■ **Text section**:
[start]

Yes, this is seriously creepy. Essentially Richard wants Elizabeth to play pimp--to "prepare her [daughter's] ears to hear a wooer's tale." Elizabeth is having none of it. I imagine her barely able to hide her incredulity. She points out that Richard has disrupted the process of generation itself, leaving parents without children--"old barren plants, to wail it with their age."

Richard promises to be better in the future:

Plead what I will be, not what I have been;
Not my deserts, but what I will deserve.
Urge the necessity and state of times,
And be not peevish-fond in great designs.

Tell her it's for the sake of the nation, and don't dwell stubbornly on the big picture.

The man of the present moment now pleads on behalf of a future he has all but obliterated--the old are "barren plants" now, their children cut off in the flower of youth. The final rhyme--"times/designs" unveils what he wants to keep hidden, namely that this is but another "design" to further Richard's hold on the present and give him some purchase on the future.

Elizabeth states the obvious in rather bald terms, since he seems not to get it:

Yet thou didst kill my children.

Richard's retort is beyond horrifying:

But in your daughter's womb I will bury them,
Where, in that nest of spicery, they will breed
Selves of themselves, to your recomfiture.

It's a complicated image, but a graphic one--the "nest of spicery," with its olfactory implications, invokes the female genitalia in terms reminiscent of the Song of Songs in the Old Testament. Spices were also a means of preserving meat in the era before refrigeration, as well as dead bodies before burial. The scent of spices counteracts the stench of the grave, but the final part of the image --"they will breed selves of themselves"--reminds us that early modern people still believed in "spontaneous generation"--i.e., that dead bodies created new life in the form of maggots. The image of new life is brilliantly intertwined with the specter of death and decay. The womb, in short, becomes a tomb--if Richard gets his way, the nation's future will be a rotting corpse.

[end]

Excerpts drawn from a detection dataset
[start]

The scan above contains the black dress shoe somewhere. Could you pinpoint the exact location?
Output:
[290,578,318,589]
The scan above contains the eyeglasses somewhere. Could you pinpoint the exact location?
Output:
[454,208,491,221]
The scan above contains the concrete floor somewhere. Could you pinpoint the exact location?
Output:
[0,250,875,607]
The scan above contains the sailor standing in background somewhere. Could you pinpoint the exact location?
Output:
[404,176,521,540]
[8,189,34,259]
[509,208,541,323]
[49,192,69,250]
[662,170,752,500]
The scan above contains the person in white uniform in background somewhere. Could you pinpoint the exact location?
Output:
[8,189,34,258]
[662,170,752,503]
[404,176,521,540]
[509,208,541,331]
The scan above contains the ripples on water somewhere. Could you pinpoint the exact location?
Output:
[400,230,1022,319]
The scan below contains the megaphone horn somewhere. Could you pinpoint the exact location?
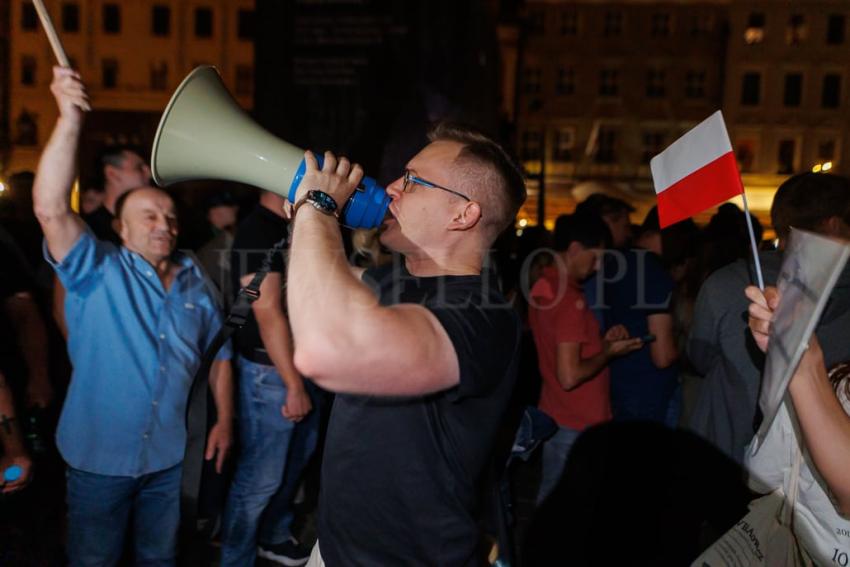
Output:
[151,65,389,228]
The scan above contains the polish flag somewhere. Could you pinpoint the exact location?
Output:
[649,110,744,228]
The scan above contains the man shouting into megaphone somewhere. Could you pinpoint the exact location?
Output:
[287,129,525,566]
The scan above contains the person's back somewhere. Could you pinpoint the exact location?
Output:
[600,249,677,422]
[688,252,781,463]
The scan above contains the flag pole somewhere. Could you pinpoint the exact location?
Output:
[741,187,764,291]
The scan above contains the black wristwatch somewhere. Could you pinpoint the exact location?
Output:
[292,189,339,218]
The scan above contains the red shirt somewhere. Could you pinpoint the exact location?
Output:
[529,268,611,430]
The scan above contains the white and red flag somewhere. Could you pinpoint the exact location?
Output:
[649,110,744,228]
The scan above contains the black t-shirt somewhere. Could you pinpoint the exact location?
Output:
[230,205,289,353]
[81,205,121,245]
[319,262,520,567]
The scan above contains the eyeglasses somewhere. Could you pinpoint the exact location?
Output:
[401,169,472,202]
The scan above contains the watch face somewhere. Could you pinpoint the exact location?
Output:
[310,190,337,212]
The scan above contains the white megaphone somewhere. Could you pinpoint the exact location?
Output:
[151,65,389,228]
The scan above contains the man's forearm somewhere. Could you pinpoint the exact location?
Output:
[287,206,377,380]
[789,363,850,514]
[254,309,304,390]
[33,118,81,220]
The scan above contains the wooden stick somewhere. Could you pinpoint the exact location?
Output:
[32,0,71,68]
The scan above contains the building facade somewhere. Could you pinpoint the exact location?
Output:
[6,0,254,178]
[502,0,728,224]
[723,0,850,195]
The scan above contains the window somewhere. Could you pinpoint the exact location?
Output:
[103,4,121,34]
[21,0,38,31]
[599,69,620,96]
[744,12,765,45]
[782,73,803,107]
[776,140,797,175]
[818,140,835,161]
[522,67,542,94]
[236,65,254,96]
[821,73,841,108]
[14,110,38,146]
[195,8,212,37]
[100,59,118,89]
[552,128,576,162]
[602,12,623,37]
[649,12,670,37]
[21,55,38,87]
[555,67,576,96]
[735,140,756,173]
[560,10,578,35]
[641,131,664,164]
[593,126,617,163]
[520,130,543,161]
[528,10,546,35]
[646,69,667,98]
[690,14,714,37]
[685,71,705,98]
[62,2,80,33]
[826,14,844,45]
[741,73,761,106]
[151,61,168,91]
[785,14,809,45]
[151,4,171,37]
[236,10,254,40]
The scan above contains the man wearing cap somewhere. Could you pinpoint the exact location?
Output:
[576,195,678,425]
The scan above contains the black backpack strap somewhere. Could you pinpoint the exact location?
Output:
[180,235,289,535]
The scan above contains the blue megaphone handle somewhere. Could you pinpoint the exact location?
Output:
[3,465,24,482]
[289,155,390,228]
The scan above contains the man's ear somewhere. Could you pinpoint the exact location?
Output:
[449,201,481,230]
[103,164,118,183]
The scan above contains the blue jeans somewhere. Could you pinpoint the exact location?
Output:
[221,357,295,567]
[66,465,182,567]
[257,379,327,545]
[537,425,581,506]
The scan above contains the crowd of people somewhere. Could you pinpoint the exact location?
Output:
[0,64,850,566]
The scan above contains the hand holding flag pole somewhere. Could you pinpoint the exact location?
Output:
[649,110,764,290]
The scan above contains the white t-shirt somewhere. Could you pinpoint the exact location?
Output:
[745,384,850,567]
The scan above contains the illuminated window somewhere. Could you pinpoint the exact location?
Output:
[195,8,213,37]
[826,14,845,45]
[602,12,623,37]
[744,12,765,45]
[646,69,667,98]
[685,70,705,98]
[741,73,761,106]
[555,67,576,96]
[552,128,576,162]
[785,14,809,45]
[782,73,803,107]
[599,69,620,96]
[649,13,670,37]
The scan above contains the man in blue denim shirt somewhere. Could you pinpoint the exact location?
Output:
[33,67,232,565]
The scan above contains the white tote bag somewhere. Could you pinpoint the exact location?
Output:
[691,448,814,567]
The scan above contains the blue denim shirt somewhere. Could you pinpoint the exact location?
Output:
[44,231,231,477]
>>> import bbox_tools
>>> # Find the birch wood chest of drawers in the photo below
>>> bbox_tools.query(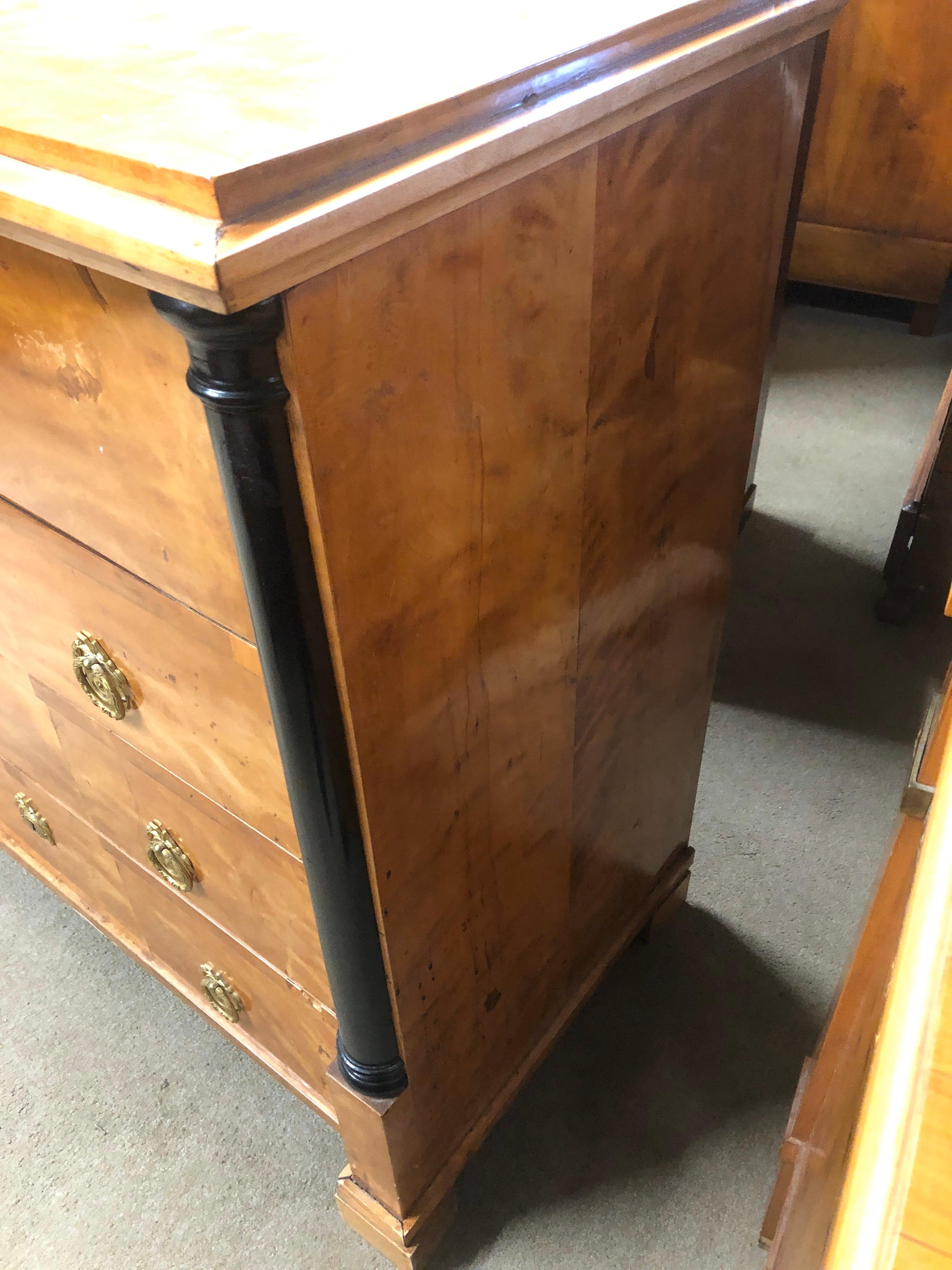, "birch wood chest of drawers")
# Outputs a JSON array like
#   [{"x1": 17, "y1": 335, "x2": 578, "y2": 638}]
[{"x1": 0, "y1": 0, "x2": 836, "y2": 1266}]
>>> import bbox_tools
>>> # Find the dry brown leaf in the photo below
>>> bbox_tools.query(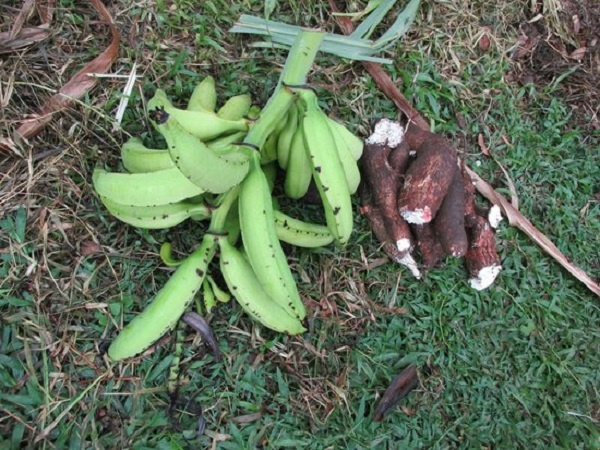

[end]

■ **Exercise set**:
a) Translate this sentence from the commentary on Richard and Elizabeth into French: "Elizabeth is having none of it."
b) Rewrite the part of the commentary on Richard and Elizabeth starting at "Tell her it's" and ending at "on the future.", with "pleads" changed to "argues".

■ **Solved problems**:
a) Elizabeth ne veut rien entendre.

b)
Tell her it's for the sake of the nation, and don't dwell stubbornly on the big picture.

The man of the present moment now argues on behalf of a future he has all but obliterated--the old are "barren plants" now, their children cut off in the flower of youth. The final rhyme--"times/designs" unveils what he wants to keep hidden, namely that this is but another "design" to further Richard's hold on the present and give him some purchase on the future.